§ Input records:
::::

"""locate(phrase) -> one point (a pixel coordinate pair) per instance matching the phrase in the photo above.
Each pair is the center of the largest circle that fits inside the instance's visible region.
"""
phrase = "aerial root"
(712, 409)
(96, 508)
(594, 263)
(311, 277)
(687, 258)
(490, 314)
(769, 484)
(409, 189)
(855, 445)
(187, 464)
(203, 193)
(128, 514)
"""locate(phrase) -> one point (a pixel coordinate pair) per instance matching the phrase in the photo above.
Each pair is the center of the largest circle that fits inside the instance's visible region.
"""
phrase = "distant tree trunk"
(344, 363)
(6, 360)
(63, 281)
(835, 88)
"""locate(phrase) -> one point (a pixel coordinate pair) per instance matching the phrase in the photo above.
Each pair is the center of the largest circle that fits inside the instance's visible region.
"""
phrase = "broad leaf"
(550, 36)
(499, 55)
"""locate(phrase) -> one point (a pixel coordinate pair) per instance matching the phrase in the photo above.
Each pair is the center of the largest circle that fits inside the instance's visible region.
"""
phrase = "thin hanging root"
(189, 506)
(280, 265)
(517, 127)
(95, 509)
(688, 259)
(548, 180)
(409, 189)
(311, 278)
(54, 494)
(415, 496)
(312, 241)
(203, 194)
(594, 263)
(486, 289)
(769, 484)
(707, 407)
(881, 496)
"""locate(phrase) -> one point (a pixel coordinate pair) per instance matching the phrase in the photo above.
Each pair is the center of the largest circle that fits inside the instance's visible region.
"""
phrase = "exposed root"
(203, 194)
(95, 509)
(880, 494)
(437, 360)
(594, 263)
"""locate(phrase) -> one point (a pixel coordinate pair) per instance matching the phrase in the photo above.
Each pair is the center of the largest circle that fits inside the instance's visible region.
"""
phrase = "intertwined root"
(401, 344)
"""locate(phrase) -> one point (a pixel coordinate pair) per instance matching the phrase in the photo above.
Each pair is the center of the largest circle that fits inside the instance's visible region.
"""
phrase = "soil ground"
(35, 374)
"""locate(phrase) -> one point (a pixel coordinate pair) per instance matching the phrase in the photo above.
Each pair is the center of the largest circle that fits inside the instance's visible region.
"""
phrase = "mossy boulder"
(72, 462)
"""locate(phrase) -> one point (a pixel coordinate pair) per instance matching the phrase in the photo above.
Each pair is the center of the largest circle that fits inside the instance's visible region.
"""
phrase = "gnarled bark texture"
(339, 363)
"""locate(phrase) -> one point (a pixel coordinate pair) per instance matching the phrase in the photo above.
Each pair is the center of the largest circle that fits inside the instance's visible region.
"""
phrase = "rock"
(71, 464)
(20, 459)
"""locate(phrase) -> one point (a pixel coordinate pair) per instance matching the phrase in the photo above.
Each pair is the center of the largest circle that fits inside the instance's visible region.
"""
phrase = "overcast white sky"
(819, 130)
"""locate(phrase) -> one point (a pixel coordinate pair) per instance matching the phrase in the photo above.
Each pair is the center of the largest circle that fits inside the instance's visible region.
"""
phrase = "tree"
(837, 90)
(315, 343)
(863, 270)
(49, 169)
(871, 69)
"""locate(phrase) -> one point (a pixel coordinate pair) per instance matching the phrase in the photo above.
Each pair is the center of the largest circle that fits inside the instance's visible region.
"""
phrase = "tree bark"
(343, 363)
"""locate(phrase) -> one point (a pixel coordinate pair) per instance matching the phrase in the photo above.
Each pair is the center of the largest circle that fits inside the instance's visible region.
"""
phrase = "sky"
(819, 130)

::::

§ Directive: List every line of the records that contains the string "bark", copying each one whole. Case counts.

§ Exercise answer:
phrase = "gnarled bark texture"
phrase = "tree bark"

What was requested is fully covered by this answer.